-- START Working data --

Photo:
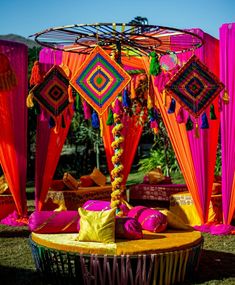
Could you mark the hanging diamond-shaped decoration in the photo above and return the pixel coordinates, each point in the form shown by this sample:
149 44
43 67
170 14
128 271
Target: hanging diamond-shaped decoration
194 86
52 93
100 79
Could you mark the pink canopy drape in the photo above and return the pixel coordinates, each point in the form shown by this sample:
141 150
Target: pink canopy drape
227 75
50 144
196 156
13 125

-- END Working data --
-- START Working data --

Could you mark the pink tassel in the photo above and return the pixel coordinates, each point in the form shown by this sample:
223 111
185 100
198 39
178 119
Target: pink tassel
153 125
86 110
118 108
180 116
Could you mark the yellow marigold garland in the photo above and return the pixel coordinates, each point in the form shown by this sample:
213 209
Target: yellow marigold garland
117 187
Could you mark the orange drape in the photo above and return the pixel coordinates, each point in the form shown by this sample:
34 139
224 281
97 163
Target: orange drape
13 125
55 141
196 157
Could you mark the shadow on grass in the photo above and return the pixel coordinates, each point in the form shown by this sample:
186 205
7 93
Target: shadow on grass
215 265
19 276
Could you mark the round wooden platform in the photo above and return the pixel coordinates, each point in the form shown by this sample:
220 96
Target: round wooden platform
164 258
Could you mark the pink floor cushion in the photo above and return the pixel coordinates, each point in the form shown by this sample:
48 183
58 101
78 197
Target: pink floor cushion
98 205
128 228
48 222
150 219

-- END Working data --
-- START Working data --

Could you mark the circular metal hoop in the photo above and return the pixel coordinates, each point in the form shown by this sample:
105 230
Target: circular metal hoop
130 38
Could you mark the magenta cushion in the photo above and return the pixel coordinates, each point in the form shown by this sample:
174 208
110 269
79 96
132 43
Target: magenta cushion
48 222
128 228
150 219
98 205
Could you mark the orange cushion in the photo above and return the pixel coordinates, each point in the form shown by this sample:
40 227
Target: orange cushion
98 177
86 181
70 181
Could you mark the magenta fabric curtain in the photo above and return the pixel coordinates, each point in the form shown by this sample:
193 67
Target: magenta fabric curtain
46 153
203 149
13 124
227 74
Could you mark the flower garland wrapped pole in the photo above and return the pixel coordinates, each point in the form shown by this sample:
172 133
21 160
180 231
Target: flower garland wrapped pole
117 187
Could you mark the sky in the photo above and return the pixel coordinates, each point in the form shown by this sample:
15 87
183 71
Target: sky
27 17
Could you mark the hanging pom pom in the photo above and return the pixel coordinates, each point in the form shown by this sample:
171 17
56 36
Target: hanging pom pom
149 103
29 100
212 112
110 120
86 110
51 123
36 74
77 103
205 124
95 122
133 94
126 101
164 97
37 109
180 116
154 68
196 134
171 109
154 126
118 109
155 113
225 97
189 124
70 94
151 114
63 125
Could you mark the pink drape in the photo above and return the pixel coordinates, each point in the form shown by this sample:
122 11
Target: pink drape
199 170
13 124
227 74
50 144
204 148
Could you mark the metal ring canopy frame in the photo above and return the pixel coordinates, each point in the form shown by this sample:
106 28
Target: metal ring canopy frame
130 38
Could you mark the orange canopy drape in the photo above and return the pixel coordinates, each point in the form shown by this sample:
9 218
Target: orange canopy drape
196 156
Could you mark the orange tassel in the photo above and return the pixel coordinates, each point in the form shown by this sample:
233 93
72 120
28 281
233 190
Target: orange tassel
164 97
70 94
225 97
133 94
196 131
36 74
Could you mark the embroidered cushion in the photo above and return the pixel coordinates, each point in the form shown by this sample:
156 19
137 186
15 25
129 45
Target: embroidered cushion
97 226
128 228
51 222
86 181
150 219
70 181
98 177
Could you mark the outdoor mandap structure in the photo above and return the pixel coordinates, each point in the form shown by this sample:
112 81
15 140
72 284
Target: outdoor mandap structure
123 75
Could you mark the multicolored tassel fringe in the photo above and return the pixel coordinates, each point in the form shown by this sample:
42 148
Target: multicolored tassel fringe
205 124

-- END Working data --

▸ Work to be completed
State how many lines above contain the string "garland", matching case exactly. Reply with the number alone.

▸ Answer to this task
4